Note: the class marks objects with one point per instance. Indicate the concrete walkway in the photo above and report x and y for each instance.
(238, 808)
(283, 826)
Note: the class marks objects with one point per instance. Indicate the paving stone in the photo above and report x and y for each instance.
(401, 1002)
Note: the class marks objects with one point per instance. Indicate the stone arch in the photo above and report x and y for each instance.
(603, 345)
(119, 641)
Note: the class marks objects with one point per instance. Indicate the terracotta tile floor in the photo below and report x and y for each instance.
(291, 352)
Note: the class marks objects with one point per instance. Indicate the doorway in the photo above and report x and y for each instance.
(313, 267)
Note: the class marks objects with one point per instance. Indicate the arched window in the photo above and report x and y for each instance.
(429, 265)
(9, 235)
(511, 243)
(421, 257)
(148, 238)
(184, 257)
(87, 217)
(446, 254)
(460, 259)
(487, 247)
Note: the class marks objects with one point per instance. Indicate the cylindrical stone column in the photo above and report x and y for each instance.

### Written problem
In the records above, return only the line that contains "Indicate the doorway" and every line after it through the last, exactly as they appear.

### Exercise solution
Note: the class marks objects with one point per instance. Indicate the doorway in the photo above and report x and y for each instance.
(313, 267)
Note: the class marks objects with one point per instance. Indicate the arched window in the photo above and report x and y for each instance.
(429, 265)
(9, 235)
(511, 243)
(421, 257)
(148, 238)
(184, 257)
(87, 217)
(446, 254)
(460, 259)
(487, 247)
Note: the class marks objects with one point per instance. Indicate the cylindrical stone column in the photo above and report x and y for each instance.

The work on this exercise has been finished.